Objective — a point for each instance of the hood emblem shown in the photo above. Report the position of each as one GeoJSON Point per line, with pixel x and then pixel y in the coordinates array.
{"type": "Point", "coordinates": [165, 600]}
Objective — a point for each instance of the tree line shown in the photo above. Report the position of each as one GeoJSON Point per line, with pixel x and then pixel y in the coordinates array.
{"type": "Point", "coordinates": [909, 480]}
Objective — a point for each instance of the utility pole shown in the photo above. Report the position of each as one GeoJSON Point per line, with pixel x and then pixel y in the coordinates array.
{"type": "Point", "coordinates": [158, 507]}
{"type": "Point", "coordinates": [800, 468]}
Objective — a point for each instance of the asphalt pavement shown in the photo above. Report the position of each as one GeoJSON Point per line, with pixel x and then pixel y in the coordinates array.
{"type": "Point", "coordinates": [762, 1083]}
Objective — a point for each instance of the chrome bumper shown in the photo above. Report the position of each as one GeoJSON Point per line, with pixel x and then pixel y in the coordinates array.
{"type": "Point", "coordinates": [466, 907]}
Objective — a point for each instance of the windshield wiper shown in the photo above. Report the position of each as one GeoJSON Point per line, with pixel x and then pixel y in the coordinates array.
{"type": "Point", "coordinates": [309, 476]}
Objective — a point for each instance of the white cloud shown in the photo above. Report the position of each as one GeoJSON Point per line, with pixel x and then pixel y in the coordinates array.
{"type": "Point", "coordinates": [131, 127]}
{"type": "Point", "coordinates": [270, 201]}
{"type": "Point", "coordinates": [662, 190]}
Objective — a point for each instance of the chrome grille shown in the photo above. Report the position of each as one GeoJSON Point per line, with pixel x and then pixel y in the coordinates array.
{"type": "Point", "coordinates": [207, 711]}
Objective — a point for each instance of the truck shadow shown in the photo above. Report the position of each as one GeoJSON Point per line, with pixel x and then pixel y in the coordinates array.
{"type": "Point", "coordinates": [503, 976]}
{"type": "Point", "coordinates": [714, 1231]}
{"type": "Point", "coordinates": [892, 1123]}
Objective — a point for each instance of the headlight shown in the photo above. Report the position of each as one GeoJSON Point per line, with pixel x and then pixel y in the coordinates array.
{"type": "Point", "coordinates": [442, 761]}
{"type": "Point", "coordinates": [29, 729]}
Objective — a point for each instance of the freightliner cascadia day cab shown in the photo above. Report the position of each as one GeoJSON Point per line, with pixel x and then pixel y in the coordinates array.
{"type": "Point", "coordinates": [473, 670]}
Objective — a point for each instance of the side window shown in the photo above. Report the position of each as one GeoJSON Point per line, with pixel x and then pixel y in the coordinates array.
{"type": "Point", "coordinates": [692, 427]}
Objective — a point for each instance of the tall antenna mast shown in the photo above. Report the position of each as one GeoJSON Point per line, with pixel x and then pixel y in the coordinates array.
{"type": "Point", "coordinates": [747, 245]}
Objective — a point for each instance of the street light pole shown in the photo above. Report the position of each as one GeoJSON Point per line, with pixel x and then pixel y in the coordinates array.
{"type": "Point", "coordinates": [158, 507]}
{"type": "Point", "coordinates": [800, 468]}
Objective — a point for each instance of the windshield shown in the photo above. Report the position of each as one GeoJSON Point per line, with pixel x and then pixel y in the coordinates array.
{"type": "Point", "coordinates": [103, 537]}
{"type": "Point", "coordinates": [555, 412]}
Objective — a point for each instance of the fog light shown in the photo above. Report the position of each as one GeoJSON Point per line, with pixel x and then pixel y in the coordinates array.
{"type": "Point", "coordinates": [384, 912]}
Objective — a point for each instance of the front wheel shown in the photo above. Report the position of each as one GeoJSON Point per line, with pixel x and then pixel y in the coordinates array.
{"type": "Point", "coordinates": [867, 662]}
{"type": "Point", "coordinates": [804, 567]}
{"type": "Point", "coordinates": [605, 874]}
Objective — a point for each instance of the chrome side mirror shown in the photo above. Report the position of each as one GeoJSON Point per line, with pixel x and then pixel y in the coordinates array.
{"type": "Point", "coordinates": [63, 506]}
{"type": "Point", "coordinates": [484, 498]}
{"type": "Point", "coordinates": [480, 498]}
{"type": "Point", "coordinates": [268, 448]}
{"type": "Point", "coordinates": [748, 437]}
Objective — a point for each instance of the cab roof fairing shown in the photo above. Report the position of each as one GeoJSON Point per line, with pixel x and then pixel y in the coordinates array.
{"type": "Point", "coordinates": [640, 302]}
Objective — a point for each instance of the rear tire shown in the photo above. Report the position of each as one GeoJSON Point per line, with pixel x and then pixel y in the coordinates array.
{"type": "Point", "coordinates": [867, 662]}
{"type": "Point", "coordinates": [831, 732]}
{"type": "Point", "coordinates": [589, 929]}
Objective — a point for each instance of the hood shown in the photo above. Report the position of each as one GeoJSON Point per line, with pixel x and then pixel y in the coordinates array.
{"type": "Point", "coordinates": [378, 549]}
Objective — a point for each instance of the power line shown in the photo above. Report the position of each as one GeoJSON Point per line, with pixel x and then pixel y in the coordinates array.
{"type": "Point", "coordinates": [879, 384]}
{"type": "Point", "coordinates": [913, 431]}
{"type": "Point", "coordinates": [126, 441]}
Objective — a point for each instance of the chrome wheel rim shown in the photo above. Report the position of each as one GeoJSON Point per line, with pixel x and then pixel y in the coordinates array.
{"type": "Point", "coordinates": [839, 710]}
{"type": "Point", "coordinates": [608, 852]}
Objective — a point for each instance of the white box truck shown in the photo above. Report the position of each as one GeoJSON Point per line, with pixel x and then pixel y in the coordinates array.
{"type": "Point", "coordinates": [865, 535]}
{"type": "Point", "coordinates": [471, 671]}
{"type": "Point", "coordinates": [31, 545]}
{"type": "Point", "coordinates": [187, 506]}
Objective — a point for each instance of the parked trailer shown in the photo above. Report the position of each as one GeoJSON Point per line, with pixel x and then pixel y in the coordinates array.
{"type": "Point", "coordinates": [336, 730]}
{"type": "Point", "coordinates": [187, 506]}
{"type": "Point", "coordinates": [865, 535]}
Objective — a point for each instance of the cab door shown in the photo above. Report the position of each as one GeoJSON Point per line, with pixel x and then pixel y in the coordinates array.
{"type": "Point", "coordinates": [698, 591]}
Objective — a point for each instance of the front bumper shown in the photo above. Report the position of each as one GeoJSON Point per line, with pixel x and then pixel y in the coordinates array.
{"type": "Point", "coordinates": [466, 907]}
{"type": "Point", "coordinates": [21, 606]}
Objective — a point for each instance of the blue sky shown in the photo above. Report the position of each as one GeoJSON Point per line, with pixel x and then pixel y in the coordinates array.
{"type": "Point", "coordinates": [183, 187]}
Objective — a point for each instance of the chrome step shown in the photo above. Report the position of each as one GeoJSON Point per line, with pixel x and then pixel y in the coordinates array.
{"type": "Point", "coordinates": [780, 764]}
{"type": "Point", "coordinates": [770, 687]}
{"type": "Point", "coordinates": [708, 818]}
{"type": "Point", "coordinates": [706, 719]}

▸ **TO DO**
Repeat exactly, and only, the lines of the records above, starting with the line that contains "Objective — a point for each instance of the cab door" and ending with the final line, both included.

▸ **OUTPUT**
Objective — a point for each instance of the cab door shown in the photo above. Report the position of each as one GeoJSON Point per line, with pixel x and then pixel y in the coordinates array.
{"type": "Point", "coordinates": [698, 591]}
Objective — a point for each instance of the front bumper shown in the photo above. Report the position of each as one GeoJSON Point per line, with pixel x and then pixel y in the coordinates array.
{"type": "Point", "coordinates": [466, 907]}
{"type": "Point", "coordinates": [21, 606]}
Objective — a point for each instance of the blue sky shown in the photo above. Report the position of each as one GeoJSON Point per line, with pixel x and then pixel y in the coordinates array.
{"type": "Point", "coordinates": [183, 187]}
Objective — a point for each instance of the chrome step shown in the photo above. Report the position of each as one GeoJSON Point per line, with pixel x and then pixel y in the coordinates array.
{"type": "Point", "coordinates": [780, 764]}
{"type": "Point", "coordinates": [770, 687]}
{"type": "Point", "coordinates": [708, 818]}
{"type": "Point", "coordinates": [706, 719]}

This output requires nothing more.